* [ABOUT THIS TASK]: Within this material, how many lines include the word "lighthouse"? Answer with a number and nothing more.

* [PROVIDED ENTRIES]:
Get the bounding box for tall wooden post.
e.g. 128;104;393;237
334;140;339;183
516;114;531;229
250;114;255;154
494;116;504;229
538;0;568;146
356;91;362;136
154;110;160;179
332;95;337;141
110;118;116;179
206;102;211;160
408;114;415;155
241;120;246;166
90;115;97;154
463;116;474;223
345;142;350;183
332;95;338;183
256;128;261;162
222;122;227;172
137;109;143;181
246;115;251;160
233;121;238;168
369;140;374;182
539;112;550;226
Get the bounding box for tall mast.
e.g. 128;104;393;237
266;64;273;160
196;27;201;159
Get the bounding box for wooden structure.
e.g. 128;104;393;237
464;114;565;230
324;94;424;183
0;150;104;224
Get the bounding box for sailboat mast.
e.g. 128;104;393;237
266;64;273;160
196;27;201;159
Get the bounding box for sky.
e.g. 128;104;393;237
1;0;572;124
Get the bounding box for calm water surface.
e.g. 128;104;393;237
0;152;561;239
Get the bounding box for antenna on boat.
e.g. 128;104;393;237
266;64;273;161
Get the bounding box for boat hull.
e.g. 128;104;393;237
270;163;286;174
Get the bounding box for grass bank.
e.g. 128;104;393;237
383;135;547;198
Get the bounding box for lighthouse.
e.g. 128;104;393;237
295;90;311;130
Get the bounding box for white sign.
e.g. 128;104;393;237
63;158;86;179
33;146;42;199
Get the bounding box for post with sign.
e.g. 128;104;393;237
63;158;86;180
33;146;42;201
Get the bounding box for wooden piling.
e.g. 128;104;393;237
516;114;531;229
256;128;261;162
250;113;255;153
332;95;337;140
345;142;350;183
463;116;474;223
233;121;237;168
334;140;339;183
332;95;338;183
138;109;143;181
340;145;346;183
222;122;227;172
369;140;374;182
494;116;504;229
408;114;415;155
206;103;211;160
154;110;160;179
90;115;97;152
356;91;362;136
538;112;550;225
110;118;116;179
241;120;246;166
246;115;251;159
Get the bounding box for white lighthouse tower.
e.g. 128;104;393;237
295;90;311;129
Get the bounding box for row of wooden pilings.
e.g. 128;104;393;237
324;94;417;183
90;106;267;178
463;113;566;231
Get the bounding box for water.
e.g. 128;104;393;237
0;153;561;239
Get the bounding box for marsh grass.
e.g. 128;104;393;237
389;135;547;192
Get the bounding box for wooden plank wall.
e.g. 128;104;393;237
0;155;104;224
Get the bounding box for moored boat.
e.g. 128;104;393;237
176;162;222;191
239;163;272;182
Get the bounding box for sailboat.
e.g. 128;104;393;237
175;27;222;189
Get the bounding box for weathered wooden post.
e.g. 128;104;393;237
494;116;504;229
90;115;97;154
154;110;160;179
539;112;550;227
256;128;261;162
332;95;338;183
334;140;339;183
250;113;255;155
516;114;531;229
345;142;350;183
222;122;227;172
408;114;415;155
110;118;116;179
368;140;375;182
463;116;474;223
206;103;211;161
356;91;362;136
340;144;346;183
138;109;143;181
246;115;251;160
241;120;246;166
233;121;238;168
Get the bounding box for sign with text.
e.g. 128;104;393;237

* [SOLUTION FOR THIS TASK]: 2